STATED TASK ->
Copy every item below verbatim, keeping each line unchanged and in its original order.

MATERIAL SUPPLIED ->
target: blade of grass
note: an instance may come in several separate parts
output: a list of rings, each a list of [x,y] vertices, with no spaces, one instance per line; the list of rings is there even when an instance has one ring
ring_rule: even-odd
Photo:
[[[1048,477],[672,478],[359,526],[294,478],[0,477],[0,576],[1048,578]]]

SOLUTION FOR THIS PROBLEM ->
target: blade of grass
note: an instance may come in several separate parts
output: a list of rings, each a list of [x,y] vertices, with no spaces, one instance per line; the list of rings is there even when an instance has one ring
ring_rule: even-odd
Photo:
[[[1048,477],[672,478],[359,526],[294,478],[0,477],[0,576],[1048,578]]]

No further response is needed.